### Task details
Transcribe the records that follow, preserving every word.

### Information given
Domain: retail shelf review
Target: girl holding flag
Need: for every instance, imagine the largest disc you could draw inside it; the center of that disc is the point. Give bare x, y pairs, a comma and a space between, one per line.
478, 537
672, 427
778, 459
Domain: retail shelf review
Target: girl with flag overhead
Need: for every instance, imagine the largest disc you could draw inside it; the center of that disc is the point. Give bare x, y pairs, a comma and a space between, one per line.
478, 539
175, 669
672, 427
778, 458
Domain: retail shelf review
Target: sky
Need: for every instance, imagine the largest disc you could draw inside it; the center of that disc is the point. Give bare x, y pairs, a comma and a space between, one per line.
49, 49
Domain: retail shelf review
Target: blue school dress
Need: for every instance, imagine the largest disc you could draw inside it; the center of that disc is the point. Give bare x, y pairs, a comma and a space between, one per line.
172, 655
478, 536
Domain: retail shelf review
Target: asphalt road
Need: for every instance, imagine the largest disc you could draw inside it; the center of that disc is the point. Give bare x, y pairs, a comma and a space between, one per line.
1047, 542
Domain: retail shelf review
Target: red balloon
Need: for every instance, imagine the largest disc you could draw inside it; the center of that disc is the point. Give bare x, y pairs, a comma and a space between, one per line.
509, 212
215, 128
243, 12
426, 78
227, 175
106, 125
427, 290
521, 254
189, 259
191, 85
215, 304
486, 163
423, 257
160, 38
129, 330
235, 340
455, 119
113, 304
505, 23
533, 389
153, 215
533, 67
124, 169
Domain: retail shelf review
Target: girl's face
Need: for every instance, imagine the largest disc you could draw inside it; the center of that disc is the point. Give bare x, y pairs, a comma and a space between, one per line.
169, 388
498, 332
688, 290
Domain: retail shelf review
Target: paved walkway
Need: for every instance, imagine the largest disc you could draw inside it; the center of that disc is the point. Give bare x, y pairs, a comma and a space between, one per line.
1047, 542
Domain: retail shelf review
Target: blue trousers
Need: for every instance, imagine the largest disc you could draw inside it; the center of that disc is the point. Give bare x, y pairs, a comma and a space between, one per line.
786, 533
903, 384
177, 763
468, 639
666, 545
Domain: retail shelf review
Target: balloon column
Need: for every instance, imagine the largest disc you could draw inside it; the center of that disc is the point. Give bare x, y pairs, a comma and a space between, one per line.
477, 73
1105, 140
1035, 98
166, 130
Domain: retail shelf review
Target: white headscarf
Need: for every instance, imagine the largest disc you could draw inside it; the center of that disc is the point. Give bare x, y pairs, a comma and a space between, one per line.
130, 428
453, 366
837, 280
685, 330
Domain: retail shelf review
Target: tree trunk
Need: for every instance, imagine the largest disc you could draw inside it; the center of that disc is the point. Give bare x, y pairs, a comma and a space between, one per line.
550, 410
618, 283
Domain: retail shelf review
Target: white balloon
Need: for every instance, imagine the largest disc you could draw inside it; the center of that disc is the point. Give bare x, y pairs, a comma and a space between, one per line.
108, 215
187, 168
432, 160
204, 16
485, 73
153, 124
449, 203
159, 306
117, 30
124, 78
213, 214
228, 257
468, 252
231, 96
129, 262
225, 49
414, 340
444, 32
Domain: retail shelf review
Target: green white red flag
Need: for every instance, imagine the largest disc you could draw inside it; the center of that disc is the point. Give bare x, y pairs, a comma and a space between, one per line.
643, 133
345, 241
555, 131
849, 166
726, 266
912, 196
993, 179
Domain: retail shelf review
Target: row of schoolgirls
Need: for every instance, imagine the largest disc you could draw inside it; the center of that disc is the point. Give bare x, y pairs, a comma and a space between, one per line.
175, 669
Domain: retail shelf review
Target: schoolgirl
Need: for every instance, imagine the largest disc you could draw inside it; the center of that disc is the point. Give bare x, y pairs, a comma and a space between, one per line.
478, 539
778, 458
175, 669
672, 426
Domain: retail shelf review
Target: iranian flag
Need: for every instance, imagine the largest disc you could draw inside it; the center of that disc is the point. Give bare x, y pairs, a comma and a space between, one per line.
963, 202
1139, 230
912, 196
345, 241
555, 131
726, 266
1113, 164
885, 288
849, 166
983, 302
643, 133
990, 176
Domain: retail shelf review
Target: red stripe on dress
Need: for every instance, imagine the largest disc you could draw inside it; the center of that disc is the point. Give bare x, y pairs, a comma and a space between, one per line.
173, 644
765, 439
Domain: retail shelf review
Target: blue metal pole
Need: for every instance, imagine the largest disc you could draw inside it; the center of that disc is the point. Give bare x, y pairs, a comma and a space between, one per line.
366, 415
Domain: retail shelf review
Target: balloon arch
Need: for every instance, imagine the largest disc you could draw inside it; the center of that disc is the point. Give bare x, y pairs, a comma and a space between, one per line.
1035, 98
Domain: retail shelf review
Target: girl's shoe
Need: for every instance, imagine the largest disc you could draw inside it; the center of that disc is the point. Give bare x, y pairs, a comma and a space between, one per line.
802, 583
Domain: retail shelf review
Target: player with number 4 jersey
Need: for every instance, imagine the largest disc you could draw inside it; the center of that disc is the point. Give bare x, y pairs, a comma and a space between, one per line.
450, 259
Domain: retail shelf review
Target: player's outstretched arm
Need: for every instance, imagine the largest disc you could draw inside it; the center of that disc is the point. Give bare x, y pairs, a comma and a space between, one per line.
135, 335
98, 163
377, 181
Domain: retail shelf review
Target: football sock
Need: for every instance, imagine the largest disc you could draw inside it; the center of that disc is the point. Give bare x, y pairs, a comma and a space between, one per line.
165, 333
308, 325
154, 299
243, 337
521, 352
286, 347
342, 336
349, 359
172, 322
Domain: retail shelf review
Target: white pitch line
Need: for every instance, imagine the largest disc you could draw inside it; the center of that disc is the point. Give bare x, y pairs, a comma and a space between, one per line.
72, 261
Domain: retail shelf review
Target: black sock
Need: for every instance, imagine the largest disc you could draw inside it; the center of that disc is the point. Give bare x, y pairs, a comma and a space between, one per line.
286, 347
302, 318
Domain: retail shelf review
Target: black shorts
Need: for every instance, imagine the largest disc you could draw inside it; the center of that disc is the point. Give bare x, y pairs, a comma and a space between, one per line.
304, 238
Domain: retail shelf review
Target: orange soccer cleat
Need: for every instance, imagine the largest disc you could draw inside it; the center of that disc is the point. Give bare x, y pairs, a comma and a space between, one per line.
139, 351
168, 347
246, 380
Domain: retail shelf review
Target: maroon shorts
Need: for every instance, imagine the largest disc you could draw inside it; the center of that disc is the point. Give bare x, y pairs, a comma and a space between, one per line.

### Response to the task
Domain: retail shelf review
Target: girl holding flag
Need: for every instance, imagine the largest disc you could draw inside it; the center of that disc is the point. Give bare x, y pairs, a comma and a space between, one per line.
478, 537
672, 427
778, 459
Domain: retail shelf review
Target: girl with flag overhead
Need: for every instance, imagine the largest disc you could draw inside it; the center of that disc is the point. Give bare x, y pairs, a comma and a space between, one per line.
478, 539
175, 669
672, 427
778, 458
Domain: retail shelf review
Target: sky
Need: for every instance, imagine the largest disc you could draw inside it; the center of that disc is the point. Give bare x, y pairs, a comma and a space between, one per line.
49, 49
Domain: retail shelf review
Target: blue school dress
Need: for every instance, imagine the largest disc you could draw inside it; the center of that disc is the point. Give bare x, y pairs, a comma and a space between, one per line.
172, 655
478, 536
Domain: retail shelf review
Target: asphalt road
Need: for every instance, imagine the largest disc you could draw inside it; the center of that disc is the point. Give bare x, y pairs, a comma and a space between, one per line.
1047, 542
Domain: retail shelf review
Target: red balloon
Need: for every instance, imagine the largest disc you could draw inside it; the center of that disc is the point. Give bare x, y pairs, a comma and a space between, one per line.
509, 212
215, 128
243, 12
426, 78
227, 175
106, 125
427, 290
521, 254
189, 259
191, 85
215, 304
486, 163
423, 257
160, 38
129, 330
235, 340
455, 119
113, 304
505, 23
533, 389
153, 215
533, 67
124, 169
Domain: retail shelf review
Target: girl's face
Need: for every instance, imagine the largest disc you could draw inside it; the center of that disc is the point. Give bare x, y pairs, a comma and a space between, one per line.
169, 388
498, 332
688, 290
Domain: retail shelf review
Target: paved walkway
Need: for every instance, imagine the largest disc you could draw inside it; the center of that disc is the point. Give bare x, y pairs, a comma and a space between, one per line.
1047, 542
Domain: retail shelf review
Target: blue trousers
Need: for every instance, imagine the largest disc you could draw inside it; the center of that disc is the point. Give bare x, y pairs, a comma and a space between, one per line.
786, 533
903, 384
177, 763
468, 639
666, 545
Domain: retail shelf review
Target: balloon column
Need: for every instance, imagine the largest disc you could draw inside it; the center of that disc is the point. Give bare x, y pairs, a comma and a space between, one per line.
477, 73
1105, 140
1035, 98
166, 130
Domain: retail shelf review
Target: white headscarf
Need: for every instance, imagine the largest disc you could draw inside it; the center of that disc is the point. Give bare x, y pairs, a comma and a space between, one per line.
130, 428
453, 366
837, 280
685, 330
Domain: retail shelf review
Target: tree trunk
Need: for every instance, imagine the largest disc you could draw inside it; the center of that disc is the point. Give bare x, y pairs, a comma and a space between, one per line.
550, 410
618, 283
Domain: retail shelf review
Target: white balloon
Need: for every instance, imagine the largest disc you could draw inside it; the center of that disc is the point. Give bare x, y pairs, a comma and a space between, one per line.
108, 215
187, 168
432, 160
204, 16
485, 73
153, 124
449, 203
159, 306
117, 30
124, 78
213, 214
228, 257
468, 252
231, 96
129, 262
225, 49
414, 340
444, 32
Domain: retail shelf review
Target: green white red flag
Need: for every instance, imagine the largest disc you could draw inside it; the center of that disc is the point. Give bare x, y pairs, a comma and a space between, one per line.
643, 133
345, 241
555, 131
849, 166
726, 266
912, 196
993, 179
Domain: retail shelf review
Target: row of schoolgirls
Need: for every instance, imagine the largest disc you could draw inside it; the center of that disc is the point. Give bare x, y pairs, a comma and a space between, one per line.
175, 669
Domain: retail shelf review
Target: schoolgirl
Need: for every instance, imagine the largest disc you could draw inside it; the center of that disc is the point. Give bare x, y pairs, a comma and a space between, one per line.
478, 539
778, 458
175, 669
672, 426
Domain: retail shelf review
Target: iranian flag
Need: for every instance, imagine the largest disc you could draw inside it; the center of that disc is the point. Give bare x, y pairs, a comma and a space between, one per line.
963, 202
1139, 230
912, 196
345, 241
555, 131
726, 266
1113, 164
885, 288
849, 166
983, 302
643, 133
990, 176
Domain: retail shelf review
Target: red stripe on dress
Need: for every instance, imagine the largest disc you could draw inside it; the center of that disc is the point. Give bare x, y pairs, a comma and a space between, one per line.
173, 644
765, 439
Domain: retail shelf review
Target: blue metal pole
Need: for every instance, imagine the largest disc you could draw inside it; the center of that disc is the point. Give bare x, y pairs, a comma and a space between, one per line.
366, 415
Domain: retail shelf review
Target: balloon arch
Need: for every instance, imagine the largest disc you could draw inside it; the center of that disc is the point. Give bare x, y pairs, a comma and a space between, one per line.
1035, 98
Domain: retail shelf review
Target: girl's shoe
Need: for every instance, imagine the largest disc you could draw inside it; the center of that disc is the point. Give bare x, y pairs, a comma and a space between, one per line.
802, 583
Domain: retail shelf review
Target: player with number 4 jersey
Need: for every instance, imagine the largest disc you could draw inside it; the center of that disc is the point. Give bare x, y pairs, a comma and a space between, one per line.
450, 259
Domain: retail shelf review
Target: player's outstretched arm
Need: for every instance, imagine the largest disc you could draw inside it; the center of that disc is the point. Give bare x, y pairs, a comma and a space between, one per line.
135, 335
98, 163
377, 181
Domain: retail shelf review
Target: football sock
Need: for every instance, imagine the largest disc you could draw inside it; the center of that disc is the point. Give bare x, y pairs, a comma and a space between, one per line.
165, 333
308, 325
154, 299
243, 337
521, 352
286, 347
342, 336
349, 359
172, 322
Domain: retail shelf review
Target: white pitch line
Need: for every instance, imagine the largest disc you could draw inside it; the center of that disc is the point. Give bare x, y pairs, a comma and a space between, one per line.
72, 261
Domain: retail shelf review
Target: black sock
Need: for every instance, imagine the largest disc you could draw inside it; the center of that disc is the point. Give bare x, y pairs, a comma and a space between, one per line.
286, 347
302, 318
Domain: retail shelf review
Target: black shorts
Need: for every instance, imagine the largest disc you could draw inside it; the center of that disc is the point. Give bare x, y pairs, a comma and a space between, one per line.
304, 238
Domain: retail shelf review
Target: orange soccer cleat
Need: for every instance, imagine the largest disc you could draw inside it; the center of that disc is the point. Give bare x, y pairs, a comma and a space between, one per line.
139, 351
168, 347
246, 380
Domain: retail shelf review
Target: maroon shorts
Need: for every instance, imagine the largest disc you could draw inside it; the center of that disc is the point. Give bare x, y pairs, a comma and a space between, one per line.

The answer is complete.